= Objective =
Rewrite all of the material below as a numbered list with one item per line, omitting any blank lines.

= Items =
+-------+
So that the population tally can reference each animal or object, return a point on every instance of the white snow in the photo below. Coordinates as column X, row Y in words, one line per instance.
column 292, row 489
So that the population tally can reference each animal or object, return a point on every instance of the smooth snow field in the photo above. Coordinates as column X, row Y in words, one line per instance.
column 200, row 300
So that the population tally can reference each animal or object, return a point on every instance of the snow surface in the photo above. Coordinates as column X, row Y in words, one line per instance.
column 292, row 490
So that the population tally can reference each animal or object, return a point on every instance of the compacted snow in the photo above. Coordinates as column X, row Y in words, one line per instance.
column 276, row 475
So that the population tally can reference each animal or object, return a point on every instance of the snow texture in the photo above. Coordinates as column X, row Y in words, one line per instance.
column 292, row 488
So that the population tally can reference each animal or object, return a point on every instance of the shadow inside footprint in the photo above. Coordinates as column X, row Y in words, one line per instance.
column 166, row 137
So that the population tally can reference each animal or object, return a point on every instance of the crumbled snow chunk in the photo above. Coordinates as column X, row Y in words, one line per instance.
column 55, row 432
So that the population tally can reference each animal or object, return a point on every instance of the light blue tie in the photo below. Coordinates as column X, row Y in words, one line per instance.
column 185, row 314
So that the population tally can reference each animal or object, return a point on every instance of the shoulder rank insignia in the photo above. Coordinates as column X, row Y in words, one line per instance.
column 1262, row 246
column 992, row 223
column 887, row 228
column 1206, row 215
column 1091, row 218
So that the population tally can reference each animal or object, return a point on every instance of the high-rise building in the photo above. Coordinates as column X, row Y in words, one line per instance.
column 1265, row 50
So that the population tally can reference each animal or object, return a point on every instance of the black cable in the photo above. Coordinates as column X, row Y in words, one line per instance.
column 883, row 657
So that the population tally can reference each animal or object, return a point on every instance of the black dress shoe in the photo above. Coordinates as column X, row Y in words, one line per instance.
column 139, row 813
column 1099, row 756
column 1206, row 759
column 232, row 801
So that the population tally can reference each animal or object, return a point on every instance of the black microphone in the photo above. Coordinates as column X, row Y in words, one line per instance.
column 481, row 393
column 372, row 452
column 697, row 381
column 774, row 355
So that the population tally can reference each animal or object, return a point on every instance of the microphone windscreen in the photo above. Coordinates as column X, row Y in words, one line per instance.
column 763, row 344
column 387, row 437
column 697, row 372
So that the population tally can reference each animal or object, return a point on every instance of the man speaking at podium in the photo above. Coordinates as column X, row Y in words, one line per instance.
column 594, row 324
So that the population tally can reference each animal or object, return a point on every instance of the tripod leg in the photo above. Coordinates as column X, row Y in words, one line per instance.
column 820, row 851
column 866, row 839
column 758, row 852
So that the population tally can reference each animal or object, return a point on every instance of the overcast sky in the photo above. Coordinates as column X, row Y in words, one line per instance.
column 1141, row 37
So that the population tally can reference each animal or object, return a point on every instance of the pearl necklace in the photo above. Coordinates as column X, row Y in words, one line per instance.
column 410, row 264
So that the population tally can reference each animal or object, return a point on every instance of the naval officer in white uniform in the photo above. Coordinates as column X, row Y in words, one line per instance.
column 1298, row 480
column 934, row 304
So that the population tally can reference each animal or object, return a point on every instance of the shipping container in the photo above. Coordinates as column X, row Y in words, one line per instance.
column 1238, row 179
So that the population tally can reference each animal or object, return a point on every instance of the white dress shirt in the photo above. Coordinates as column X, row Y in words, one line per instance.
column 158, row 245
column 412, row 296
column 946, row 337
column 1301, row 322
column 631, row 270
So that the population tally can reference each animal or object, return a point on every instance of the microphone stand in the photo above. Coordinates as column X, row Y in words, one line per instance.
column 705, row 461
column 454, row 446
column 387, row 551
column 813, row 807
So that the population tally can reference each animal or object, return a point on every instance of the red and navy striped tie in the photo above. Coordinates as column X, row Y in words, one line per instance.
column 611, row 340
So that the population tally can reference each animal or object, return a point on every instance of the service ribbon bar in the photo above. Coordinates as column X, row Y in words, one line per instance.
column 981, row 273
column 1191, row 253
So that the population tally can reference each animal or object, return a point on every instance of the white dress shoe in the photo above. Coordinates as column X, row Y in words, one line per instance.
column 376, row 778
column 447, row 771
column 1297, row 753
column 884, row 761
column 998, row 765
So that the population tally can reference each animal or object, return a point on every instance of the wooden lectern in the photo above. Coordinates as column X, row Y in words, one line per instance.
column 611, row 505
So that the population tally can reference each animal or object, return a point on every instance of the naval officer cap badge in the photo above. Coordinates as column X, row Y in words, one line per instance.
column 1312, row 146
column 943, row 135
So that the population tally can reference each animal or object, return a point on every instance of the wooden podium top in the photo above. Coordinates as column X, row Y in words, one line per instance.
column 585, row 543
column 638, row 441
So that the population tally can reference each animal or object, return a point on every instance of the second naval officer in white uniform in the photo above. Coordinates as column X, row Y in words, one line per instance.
+-------+
= Final result =
1. So that the population tally can reference each animal or object, return a point on every instance of the white snow in the photo below. Coordinates as column X, row Y in words, one line per instance.
2. column 292, row 489
3. So that the population tally can reference each animal or object, return a point on every instance of the smooth snow field in the photo above. Coordinates as column X, row Y in words, one line per instance.
4. column 200, row 300
5. So that the population tally can reference each animal or object, return a point on every instance of the snow surface in the photo above. Coordinates as column X, row Y in words, one line per instance.
6. column 292, row 490
7. So that the population tally can reference each animal or object, return a point on every instance of the compacted snow in the photo above. Coordinates as column X, row Y in words, one line per instance.
8. column 276, row 475
9. So that the population tally can reference each animal or object, return a point on every instance of the snow texture in the photo above. Coordinates as column X, row Y in words, one line per instance.
10. column 292, row 488
11. So that the population tally can reference each animal or object, return a point on every instance of the shadow inside footprint in the photo above. Coordinates as column X, row Y in words, one line per instance.
12. column 166, row 137
13. So that the population tally can reference each animal or object, return a point on every instance of the crumbled snow chunk in the photo above. Coordinates as column X, row Y in words, one line per instance.
14. column 55, row 432
15. So that the population tally can reference each animal or object, return a point on every instance of the light blue tie in the photo below. Coordinates as column X, row Y in words, one line per instance.
16. column 185, row 314
17. So that the population tally can reference each animal or object, return a point on every instance of the shoulder rank insignia in the photo above. Coordinates as column X, row Y in words, one line per instance.
18. column 1262, row 246
19. column 992, row 223
20. column 887, row 228
21. column 1206, row 215
22. column 1091, row 218
23. So that the population tally can reference each animal or object, return a point on every instance of the high-rise building in the photo above. Coordinates as column X, row Y in words, one line per instance.
24. column 1265, row 50
25. So that the population tally can reference each animal or object, return a point on every instance of the black cable in the photo above. Coordinates as column X, row Y in words, one line per instance.
26. column 883, row 657
27. So that the population tally can reference each animal or object, return a point on every instance of the black dress shoe in the photo above. Coordinates as column X, row Y in words, one line per instance.
28. column 139, row 813
29. column 1099, row 756
30. column 1206, row 759
31. column 232, row 801
32. So that the population tally can reference each animal or object, return a point on every instance of the black microphone in the photo above. Coordinates as column X, row Y in words, one line per instance.
33. column 481, row 393
34. column 372, row 452
35. column 697, row 381
36. column 774, row 355
37. So that the population tally can reference each animal or object, return a point on every instance of the microphone windscreen in the photo above. Coordinates as column X, row Y in words, one line per instance.
38. column 763, row 344
39. column 387, row 437
40. column 697, row 372
41. So that the population tally can reference each animal or object, return a point on every instance of the man speaking at podium in the photo above. Coordinates as column X, row Y in words, one line per instance.
42. column 594, row 324
43. So that the population tally can reference each animal or object, return a point on every instance of the tripod leg in the photo above. Coordinates as column X, row Y in words, one line per instance.
44. column 820, row 851
45. column 866, row 839
46. column 758, row 852
47. So that the population tally can reference each animal or object, return a point on every instance of the overcast sky in the photo above. Coordinates as column X, row Y in words, one line per instance.
48. column 1141, row 37
49. So that the population tally can reference each animal or object, return a point on every instance of the pearl necklace in the photo above. Coordinates as column X, row Y in words, one line per instance.
50. column 410, row 264
51. So that the population tally can reference each animal or object, return a point on every instance of the naval officer in white uniform in the photo above. Coordinates as column X, row Y in words, one line per instance.
52. column 1298, row 480
53. column 934, row 304
54. So that the population tally can reference each animal or object, return a point on every instance of the shipping container in the photo above. Coordinates as column X, row Y in words, one line per instance.
55. column 1238, row 179
56. So that the population tally can reference each animal or object, return a point on every instance of the white dress shirt in the photo above. Coordinates as column X, row Y in words, one line per instance.
57. column 158, row 245
58. column 412, row 296
59. column 946, row 337
60. column 1301, row 322
61. column 631, row 270
62. So that the population tally can reference each animal or object, return a point on every instance of the microphone stand in the photo above. Coordinates as column X, row Y in words, one line per instance.
63. column 705, row 461
64. column 454, row 446
65. column 387, row 551
66. column 813, row 807
67. So that the population tally can reference each animal or object, return a point on every instance of the red and navy striped tie in the photo above. Coordinates as column X, row Y in words, one line per instance.
68. column 611, row 340
69. So that the population tally can reference each animal or object, return a point on every instance of the service ribbon bar in the photo above. Coordinates as column X, row Y in words, one line per instance.
70. column 981, row 273
71. column 1191, row 253
72. So that the population tally can reference each animal or object, return a point on every instance of the white dress shoe in the photo above. Coordinates as column X, row Y in words, one line per instance.
73. column 376, row 778
74. column 447, row 771
75. column 1297, row 753
76. column 884, row 761
77. column 998, row 765
78. So that the population tally can reference each animal or object, return a point on every instance of the wooden lectern in the photo above. Coordinates as column X, row Y in words, one line per instance.
79. column 611, row 505
80. So that the population tally can reference each animal or object, return a point on every instance of the naval officer cap badge in the photo above. Coordinates as column X, row Y in words, one line per instance.
81. column 1312, row 146
82. column 943, row 135
83. So that the population tally can reference each animal or object, return a point on every instance of the wooden podium top in the photo above. Coordinates as column X, row Y in words, one line per instance.
84. column 585, row 543
85. column 638, row 441
86. So that the population tally can reference each animal or object, return a point on every instance of the second naval officer in white uniform in the photo above. Coordinates as column X, row Y in words, one line per instance.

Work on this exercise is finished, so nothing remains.